Stored items ->

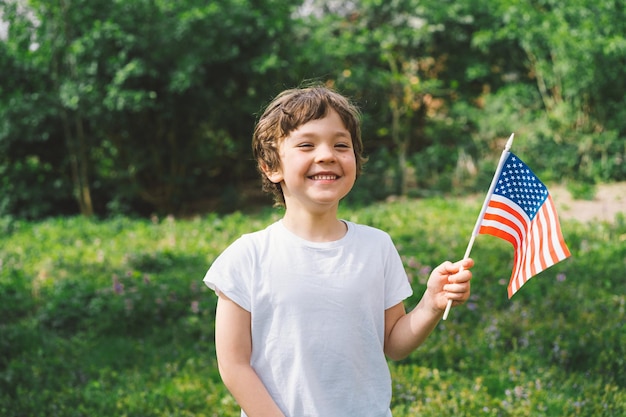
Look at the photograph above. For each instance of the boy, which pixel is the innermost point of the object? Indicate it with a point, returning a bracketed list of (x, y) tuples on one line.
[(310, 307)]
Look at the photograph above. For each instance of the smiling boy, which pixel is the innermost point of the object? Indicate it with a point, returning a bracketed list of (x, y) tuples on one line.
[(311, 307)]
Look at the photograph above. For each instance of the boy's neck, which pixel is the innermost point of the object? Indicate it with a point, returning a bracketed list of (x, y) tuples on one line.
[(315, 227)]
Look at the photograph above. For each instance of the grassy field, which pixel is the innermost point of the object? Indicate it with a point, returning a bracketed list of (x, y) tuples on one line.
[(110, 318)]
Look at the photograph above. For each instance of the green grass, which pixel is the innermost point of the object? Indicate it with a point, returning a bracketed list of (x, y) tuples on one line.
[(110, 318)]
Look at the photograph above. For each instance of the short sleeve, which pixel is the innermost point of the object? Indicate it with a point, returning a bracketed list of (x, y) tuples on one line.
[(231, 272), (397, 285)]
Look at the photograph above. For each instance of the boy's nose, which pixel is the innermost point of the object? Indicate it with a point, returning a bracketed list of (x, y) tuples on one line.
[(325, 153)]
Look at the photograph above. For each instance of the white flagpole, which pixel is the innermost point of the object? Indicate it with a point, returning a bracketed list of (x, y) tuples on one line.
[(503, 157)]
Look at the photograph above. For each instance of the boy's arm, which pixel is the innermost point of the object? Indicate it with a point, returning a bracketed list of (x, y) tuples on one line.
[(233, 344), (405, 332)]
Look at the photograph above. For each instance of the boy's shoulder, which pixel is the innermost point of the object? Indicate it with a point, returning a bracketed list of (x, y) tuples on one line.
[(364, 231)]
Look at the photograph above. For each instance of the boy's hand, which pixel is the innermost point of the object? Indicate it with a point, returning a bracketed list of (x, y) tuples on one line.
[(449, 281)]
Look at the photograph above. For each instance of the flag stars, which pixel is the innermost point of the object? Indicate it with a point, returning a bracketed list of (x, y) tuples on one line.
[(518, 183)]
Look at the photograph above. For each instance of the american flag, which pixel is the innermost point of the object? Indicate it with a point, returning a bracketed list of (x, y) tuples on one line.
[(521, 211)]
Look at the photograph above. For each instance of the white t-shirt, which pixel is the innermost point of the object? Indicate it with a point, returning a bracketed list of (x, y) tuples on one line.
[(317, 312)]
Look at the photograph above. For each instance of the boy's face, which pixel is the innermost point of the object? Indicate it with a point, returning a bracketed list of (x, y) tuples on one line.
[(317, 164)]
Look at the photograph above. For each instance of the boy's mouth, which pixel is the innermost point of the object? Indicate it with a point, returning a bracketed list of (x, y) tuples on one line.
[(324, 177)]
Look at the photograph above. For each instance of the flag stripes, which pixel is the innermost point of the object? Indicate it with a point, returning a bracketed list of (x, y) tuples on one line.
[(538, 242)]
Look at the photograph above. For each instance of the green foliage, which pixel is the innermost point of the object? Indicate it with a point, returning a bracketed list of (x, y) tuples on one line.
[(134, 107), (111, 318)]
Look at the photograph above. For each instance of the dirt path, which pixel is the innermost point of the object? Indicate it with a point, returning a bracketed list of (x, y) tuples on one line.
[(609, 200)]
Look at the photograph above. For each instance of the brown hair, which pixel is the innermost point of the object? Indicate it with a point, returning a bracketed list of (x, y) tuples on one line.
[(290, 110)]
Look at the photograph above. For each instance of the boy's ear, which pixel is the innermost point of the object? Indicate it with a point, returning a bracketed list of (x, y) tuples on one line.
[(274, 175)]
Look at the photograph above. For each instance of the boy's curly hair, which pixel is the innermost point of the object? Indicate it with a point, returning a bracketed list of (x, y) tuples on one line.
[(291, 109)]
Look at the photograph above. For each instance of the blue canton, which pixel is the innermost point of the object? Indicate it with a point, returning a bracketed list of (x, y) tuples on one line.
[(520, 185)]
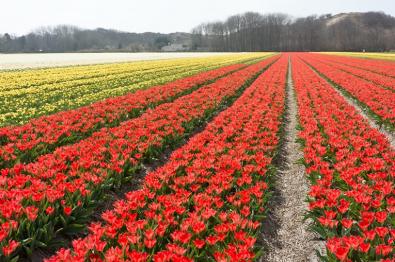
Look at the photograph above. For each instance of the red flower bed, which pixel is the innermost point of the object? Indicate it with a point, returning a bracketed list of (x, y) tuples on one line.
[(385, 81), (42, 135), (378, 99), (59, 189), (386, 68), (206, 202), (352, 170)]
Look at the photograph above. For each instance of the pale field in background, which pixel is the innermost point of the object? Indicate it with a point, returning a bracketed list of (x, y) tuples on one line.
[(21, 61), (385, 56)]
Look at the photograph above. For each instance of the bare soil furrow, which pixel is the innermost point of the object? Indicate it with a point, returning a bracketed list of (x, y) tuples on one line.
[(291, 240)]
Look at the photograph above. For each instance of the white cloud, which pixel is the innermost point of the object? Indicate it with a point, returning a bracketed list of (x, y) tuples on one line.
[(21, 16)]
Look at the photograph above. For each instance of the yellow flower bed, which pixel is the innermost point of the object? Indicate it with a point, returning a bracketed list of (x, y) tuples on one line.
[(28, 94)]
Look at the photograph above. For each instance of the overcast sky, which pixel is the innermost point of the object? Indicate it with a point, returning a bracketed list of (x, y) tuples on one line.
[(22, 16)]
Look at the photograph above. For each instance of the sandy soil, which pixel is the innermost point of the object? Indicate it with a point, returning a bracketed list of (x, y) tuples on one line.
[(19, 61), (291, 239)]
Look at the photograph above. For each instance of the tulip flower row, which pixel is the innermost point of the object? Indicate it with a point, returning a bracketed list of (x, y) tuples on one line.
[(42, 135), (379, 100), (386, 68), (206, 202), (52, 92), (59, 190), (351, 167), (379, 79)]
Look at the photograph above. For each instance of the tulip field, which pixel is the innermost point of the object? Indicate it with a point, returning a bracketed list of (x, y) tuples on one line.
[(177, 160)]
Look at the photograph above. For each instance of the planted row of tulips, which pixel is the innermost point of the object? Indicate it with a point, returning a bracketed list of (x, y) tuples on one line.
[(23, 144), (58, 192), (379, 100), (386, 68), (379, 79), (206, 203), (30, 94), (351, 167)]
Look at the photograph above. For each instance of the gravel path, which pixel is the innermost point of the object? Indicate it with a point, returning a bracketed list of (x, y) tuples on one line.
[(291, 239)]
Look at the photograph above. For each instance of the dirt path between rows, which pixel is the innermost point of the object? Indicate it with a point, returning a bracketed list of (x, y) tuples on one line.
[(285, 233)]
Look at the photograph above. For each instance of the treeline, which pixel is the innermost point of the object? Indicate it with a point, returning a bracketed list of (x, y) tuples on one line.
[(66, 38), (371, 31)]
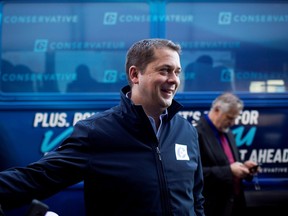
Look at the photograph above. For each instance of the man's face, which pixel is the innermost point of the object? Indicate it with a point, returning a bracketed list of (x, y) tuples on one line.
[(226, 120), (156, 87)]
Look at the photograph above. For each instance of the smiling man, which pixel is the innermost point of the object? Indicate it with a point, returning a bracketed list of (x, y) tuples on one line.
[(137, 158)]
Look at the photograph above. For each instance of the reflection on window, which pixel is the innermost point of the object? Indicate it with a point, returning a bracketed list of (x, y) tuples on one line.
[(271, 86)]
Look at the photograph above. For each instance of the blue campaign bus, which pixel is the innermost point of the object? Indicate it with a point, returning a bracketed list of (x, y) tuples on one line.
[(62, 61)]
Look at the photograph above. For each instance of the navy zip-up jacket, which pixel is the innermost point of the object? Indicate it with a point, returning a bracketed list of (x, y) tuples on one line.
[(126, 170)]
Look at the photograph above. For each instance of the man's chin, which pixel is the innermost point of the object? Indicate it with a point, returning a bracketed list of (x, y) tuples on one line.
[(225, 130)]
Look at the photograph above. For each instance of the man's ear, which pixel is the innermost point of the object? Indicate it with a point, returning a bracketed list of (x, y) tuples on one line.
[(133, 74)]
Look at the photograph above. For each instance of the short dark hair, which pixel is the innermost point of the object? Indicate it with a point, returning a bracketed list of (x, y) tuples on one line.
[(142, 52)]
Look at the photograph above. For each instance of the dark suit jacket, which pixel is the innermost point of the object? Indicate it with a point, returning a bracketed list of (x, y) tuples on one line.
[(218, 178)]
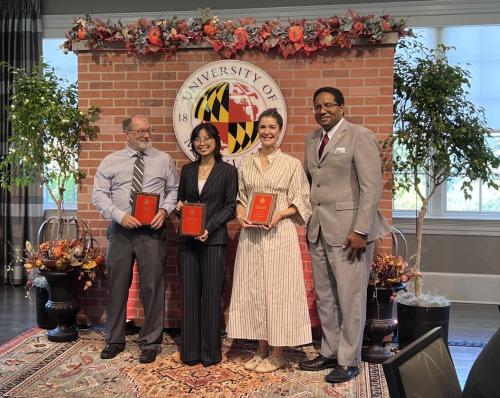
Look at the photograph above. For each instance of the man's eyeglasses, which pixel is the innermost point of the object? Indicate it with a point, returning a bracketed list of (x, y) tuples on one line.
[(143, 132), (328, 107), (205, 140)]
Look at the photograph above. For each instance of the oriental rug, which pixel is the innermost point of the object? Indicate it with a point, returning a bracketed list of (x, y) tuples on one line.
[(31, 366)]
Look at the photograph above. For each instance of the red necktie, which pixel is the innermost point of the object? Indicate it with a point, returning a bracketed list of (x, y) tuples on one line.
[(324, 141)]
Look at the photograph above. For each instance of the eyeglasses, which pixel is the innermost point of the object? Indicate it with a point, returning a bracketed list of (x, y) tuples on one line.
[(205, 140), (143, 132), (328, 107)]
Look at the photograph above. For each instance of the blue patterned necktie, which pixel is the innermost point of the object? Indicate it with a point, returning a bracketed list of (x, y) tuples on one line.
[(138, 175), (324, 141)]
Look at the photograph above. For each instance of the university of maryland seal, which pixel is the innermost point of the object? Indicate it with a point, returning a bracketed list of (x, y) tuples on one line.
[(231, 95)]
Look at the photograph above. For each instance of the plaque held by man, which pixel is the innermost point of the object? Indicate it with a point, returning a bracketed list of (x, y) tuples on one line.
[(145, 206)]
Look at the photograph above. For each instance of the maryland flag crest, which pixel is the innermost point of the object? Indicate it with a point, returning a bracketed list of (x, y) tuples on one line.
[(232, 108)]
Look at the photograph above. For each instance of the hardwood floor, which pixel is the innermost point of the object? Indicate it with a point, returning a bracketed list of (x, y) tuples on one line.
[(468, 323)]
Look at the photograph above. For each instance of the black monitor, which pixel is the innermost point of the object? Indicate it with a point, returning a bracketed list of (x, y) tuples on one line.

Set problem -> Please copy the rows from the line with "Look at the photograph above. For each instance of the navy" to the line with "[(133, 74)]", including both of those lines, and keep every character unchanged.

Task solution ->
Look at the photograph above. For each instance of the navy zip-up jacket, which pixel is the innermost point of the object? Indicate it with a point, returning a bracketed list of (x, y) tuples on one line.
[(126, 170)]
Look at the photograph above. For each instance of the man's chin, which pixel is the innermost point of the object? Indicate it with a point, returning a bracketed list of (x, y) tuples on one line.
[(225, 130)]
Look at the photograph above. For each instance of the man's ear, which pixel is the innermost point of the object? Indicate it with a point, returning a bracketed list of (x, y) tuples on one line.
[(133, 74)]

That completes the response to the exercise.